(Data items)
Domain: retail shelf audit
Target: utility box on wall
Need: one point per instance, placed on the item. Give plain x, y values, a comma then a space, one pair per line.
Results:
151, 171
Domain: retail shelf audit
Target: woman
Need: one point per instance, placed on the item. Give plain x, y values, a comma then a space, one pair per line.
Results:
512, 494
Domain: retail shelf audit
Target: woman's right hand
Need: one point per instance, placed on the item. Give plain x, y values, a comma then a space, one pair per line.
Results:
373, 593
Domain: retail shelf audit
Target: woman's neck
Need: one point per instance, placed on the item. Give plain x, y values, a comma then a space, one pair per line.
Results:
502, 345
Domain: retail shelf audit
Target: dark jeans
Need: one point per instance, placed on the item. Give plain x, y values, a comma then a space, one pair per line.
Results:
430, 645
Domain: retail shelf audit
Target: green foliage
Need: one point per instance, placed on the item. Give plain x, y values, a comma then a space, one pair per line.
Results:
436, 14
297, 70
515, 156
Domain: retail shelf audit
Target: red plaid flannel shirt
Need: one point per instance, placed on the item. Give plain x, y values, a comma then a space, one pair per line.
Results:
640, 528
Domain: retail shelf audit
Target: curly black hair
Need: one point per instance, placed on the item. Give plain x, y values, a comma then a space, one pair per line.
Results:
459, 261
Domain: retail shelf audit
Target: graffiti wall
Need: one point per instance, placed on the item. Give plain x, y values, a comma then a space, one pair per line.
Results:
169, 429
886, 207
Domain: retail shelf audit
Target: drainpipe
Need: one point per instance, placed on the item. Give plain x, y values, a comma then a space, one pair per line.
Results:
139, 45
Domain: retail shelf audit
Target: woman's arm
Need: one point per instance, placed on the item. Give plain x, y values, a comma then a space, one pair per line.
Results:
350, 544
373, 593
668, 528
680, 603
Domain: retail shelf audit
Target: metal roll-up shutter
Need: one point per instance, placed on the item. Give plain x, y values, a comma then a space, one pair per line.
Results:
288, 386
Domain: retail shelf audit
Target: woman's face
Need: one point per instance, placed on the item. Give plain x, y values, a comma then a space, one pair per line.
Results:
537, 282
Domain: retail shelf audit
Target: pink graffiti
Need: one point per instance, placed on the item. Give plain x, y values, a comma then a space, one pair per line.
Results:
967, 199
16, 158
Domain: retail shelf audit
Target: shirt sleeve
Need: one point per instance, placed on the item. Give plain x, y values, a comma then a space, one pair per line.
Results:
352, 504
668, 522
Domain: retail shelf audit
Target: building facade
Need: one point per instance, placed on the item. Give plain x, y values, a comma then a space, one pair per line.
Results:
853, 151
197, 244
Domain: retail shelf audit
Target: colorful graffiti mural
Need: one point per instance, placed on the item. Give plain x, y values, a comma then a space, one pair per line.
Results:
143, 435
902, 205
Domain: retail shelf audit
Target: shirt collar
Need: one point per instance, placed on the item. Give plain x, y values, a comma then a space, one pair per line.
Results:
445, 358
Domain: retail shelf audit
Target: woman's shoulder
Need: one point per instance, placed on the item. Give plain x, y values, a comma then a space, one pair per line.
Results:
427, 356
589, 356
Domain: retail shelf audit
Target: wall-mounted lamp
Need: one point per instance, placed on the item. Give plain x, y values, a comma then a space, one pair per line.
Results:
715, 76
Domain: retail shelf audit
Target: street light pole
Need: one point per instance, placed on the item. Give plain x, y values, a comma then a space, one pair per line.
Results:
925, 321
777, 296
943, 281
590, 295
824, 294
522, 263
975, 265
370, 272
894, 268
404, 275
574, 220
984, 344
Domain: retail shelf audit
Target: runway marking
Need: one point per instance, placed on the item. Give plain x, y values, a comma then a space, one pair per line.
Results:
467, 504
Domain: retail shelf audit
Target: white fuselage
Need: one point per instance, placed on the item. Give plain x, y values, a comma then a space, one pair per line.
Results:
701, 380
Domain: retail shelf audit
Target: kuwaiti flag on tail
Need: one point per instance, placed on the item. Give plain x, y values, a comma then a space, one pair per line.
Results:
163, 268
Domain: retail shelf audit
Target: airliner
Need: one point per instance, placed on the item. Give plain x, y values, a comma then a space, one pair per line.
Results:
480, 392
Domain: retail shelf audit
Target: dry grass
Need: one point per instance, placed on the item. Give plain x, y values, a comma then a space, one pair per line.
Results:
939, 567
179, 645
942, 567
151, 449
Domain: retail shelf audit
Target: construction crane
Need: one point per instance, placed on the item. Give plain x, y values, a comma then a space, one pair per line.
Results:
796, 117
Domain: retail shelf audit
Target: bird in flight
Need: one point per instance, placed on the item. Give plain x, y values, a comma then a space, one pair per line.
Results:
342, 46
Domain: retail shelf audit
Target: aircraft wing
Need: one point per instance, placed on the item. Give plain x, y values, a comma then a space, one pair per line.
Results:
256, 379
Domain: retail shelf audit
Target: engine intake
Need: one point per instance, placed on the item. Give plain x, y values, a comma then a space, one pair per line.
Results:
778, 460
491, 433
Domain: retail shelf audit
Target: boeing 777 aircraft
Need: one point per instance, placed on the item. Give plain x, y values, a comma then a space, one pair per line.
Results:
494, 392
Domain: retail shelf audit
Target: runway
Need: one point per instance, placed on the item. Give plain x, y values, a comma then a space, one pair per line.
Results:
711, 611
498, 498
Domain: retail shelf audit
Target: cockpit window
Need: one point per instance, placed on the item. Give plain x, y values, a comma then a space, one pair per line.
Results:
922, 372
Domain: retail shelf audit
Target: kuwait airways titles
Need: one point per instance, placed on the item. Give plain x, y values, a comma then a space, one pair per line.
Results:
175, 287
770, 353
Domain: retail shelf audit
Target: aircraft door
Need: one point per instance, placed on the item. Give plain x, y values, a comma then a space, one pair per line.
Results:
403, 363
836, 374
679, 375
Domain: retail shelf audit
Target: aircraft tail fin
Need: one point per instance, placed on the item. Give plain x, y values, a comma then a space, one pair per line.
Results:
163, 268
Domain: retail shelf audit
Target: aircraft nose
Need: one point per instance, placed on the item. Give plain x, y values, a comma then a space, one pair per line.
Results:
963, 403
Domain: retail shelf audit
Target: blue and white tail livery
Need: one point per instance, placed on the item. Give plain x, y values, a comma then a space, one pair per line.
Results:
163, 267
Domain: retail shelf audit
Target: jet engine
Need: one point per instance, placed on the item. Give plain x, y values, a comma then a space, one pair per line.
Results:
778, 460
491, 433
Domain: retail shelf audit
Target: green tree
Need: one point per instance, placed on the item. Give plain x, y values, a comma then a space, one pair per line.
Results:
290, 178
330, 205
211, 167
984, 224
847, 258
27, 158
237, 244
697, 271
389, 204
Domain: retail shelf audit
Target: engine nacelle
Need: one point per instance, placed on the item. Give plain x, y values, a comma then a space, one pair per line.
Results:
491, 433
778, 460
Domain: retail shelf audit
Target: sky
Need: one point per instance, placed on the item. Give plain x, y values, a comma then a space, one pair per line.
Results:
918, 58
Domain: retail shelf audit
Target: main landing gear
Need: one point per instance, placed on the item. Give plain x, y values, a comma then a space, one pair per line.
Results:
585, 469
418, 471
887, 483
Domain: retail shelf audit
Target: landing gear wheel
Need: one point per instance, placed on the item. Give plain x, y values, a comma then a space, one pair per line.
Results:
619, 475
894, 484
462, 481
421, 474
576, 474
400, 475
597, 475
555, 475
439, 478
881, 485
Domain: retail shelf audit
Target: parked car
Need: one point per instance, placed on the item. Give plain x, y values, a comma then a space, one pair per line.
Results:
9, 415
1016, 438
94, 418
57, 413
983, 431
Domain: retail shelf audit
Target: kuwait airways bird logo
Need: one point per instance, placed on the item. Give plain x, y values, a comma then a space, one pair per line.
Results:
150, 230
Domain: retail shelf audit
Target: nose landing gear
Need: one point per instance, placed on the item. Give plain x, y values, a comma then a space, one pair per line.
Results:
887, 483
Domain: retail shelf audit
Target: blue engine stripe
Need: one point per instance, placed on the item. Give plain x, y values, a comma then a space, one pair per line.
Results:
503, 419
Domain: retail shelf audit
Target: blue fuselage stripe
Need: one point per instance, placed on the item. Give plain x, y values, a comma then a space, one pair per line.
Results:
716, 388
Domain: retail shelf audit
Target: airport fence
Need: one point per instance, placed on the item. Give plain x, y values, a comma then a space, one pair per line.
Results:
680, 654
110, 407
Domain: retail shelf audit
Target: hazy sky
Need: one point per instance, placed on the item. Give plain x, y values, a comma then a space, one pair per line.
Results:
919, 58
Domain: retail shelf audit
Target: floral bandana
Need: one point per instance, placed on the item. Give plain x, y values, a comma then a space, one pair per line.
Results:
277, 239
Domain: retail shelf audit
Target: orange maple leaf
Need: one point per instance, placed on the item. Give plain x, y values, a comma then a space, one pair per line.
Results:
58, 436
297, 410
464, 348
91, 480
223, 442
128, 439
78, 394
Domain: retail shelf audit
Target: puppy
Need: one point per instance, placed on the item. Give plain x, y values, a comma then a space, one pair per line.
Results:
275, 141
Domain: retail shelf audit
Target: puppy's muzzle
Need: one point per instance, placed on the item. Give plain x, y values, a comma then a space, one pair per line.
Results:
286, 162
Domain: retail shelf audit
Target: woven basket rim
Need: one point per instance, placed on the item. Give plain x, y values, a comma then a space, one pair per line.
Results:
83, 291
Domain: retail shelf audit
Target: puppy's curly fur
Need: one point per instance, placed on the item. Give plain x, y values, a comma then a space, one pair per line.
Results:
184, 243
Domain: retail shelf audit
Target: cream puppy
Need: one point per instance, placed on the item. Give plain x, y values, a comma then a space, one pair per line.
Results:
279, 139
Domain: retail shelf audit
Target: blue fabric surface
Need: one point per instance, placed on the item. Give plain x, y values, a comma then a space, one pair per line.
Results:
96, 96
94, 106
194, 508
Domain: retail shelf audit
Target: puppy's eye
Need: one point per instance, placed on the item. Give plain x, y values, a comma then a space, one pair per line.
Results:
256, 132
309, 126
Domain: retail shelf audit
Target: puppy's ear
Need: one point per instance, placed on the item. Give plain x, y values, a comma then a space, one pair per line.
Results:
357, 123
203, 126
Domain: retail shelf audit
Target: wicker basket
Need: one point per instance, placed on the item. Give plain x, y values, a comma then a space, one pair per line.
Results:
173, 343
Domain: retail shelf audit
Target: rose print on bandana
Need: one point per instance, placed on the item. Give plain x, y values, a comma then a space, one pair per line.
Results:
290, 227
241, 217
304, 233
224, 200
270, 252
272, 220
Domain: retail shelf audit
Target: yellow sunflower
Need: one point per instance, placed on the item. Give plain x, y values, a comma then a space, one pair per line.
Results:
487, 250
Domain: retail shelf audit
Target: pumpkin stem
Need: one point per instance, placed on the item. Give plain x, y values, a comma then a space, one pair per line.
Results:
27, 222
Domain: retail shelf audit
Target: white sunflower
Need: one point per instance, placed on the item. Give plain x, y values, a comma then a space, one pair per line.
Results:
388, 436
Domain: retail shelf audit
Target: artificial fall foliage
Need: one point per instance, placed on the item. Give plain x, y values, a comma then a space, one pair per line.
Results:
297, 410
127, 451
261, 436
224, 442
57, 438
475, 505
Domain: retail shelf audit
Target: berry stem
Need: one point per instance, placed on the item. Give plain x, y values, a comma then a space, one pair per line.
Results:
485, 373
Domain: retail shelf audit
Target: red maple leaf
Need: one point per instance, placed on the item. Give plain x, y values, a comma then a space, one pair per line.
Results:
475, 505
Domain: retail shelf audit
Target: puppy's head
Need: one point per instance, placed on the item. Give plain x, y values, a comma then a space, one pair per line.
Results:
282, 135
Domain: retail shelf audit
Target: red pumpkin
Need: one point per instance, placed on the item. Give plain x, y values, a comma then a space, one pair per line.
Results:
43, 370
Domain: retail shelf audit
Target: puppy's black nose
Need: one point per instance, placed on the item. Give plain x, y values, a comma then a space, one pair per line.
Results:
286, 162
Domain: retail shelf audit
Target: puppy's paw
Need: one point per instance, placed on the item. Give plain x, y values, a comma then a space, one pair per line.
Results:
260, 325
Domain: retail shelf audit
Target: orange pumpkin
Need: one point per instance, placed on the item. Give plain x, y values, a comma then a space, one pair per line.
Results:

(What to produce)
Pull out every line of the data items that contains the word "foliage", and copy each one.

(Response for this exercise)
Target: green foliage
Target: artificial fall foliage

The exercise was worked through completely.